- [DOCUMENT TEXT]:
# Marines gain 'confidence' in Singapore



## whiterose (Jan 1, 2009)

Don't know what year is this report from, but oh well...

Marines gain 'confidence' in Singapore



> Marines gain 'confidence' in Singapore
> 11 obstacles test Marines' maneuverabilities
> 
> Cpl. Eric McLeroy, 11th MEU (SOC) Public Affairs
> ...


----------



## AssadUSMC (Jan 1, 2009)

> The rest of their time in Singapore was spent touring the city and relaxing.



This is where Marines utilize that "confidence"... ;)


----------



## Viper1 (Jan 1, 2009)

I visited Singapore about a decade ago returned from the Philippines to the US.  I was amazed by the cleanliness of the city and the politeness of all.  I hope to visit again someday.  We stayed in a hotel near Chiangi (sp?) prison.  Tough looking place.


----------



## Mac_NZ (Jan 1, 2009)

Littering has a pretty hefty fine in Singas.  1CDO is our sister Bn in Singapore, we had a Bn stationed at Dieppe barracks from 69-89 after Malaya scaled down so were still fairly well liked there.  Good to see the article didn't mention boogie street or the four floors, no doubt that was the relaxing part :)

The high ropes course is good fun, I shit my pants when I did it and got sewing machine leg going up a ladder, took a few deep breaths and the knowledge that my mates were all watching to keep me going up.


----------



## 7point62 (Jan 2, 2009)

We are good at maneuvering "through dark, confined spaces."  Even when intoxicated.


----------



## QC (Jan 3, 2009)

Good to see the article didn't mention boogie street or the four floors, no doubt that was the relaxing part

I've heard of the four floors, any good?


----------

Location identification entries:
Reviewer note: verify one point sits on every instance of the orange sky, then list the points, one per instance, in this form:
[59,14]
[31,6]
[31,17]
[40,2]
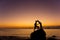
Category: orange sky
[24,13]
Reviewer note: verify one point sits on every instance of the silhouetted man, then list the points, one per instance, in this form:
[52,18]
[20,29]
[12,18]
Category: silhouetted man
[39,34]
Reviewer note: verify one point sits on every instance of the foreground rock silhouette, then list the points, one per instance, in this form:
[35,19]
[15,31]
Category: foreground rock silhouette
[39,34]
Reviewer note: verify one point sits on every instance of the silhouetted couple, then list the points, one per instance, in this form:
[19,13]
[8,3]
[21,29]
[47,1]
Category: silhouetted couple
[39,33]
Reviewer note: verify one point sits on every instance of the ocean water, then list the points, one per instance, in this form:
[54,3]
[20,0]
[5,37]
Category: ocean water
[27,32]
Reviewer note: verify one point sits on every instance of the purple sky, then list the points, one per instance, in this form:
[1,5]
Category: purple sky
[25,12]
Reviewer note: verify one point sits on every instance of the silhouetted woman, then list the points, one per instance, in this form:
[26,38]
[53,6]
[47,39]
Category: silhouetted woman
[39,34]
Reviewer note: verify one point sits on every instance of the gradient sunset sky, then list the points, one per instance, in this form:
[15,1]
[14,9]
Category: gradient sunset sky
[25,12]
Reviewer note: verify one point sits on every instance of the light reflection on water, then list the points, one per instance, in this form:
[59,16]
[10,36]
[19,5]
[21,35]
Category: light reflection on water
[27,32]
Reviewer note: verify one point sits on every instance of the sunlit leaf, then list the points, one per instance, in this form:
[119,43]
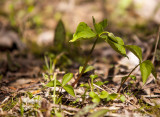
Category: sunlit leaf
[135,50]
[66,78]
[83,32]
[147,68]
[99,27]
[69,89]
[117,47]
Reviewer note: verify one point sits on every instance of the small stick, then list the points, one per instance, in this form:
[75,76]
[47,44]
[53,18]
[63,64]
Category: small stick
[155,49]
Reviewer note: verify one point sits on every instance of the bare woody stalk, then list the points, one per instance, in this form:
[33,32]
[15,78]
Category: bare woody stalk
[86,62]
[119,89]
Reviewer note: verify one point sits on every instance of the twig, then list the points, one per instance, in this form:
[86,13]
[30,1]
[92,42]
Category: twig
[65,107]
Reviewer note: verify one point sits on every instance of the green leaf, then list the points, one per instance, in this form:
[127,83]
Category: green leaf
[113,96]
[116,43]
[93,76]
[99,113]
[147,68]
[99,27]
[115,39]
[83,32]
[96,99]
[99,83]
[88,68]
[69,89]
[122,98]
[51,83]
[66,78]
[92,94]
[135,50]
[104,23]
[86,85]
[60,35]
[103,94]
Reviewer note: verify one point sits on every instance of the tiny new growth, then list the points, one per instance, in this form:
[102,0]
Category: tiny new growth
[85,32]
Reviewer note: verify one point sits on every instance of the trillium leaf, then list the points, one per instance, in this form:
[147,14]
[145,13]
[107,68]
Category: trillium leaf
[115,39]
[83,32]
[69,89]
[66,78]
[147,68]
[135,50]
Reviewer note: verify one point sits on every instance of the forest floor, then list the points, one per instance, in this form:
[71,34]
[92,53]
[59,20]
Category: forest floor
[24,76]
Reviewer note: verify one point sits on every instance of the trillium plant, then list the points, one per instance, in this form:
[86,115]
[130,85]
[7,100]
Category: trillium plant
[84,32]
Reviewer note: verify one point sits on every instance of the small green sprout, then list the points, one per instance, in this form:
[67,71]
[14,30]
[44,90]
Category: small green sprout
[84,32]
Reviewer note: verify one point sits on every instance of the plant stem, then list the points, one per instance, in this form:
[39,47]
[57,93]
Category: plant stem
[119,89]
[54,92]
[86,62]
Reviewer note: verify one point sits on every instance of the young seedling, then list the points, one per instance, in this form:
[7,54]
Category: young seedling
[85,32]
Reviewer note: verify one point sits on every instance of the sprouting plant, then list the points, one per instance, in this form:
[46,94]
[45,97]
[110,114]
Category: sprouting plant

- [PROBLEMS TO WORK ON]:
• 1. Based on the forum thread about Marines in Singapore, decide whether each statement is true, answering yes or no and quoting the words that settle it: (a) Viper1 visited Singapore about a decade ago while returning from the Philippines to the US. (b) Mac_NZ says littering carries only a small fine in Singapore. (c) QC says they have been to the four floors.
• 2. Multiply each answer point coordinate by 0.55, rounding to whole numbers with halves going up, and rewrite only the location identification entries from the line with "of the young" through the end of those entries, including the requests and their format samples, which stay unchanged.
The forum thread and the location identification entries are unrelated material.

- [PROBLEM SOLUTIONS]:
• 1.
(a) Yes: "I visited Singapore about a decade ago returned from the Philippines to the US."
(b) No: "Littering has a pretty hefty fine in Singas."
(c) No: "I've heard of the four floors, any good?"

• 2.
Reviewer note: verify one point sits on every instance of the young seedling, then list the points, one per instance, in this form:
[7,54]
Category: young seedling
[47,18]
Reviewer note: verify one point sits on every instance of the sprouting plant, then list the points, one per instance, in this form:
[46,94]
[45,97]
[110,114]
Category: sprouting plant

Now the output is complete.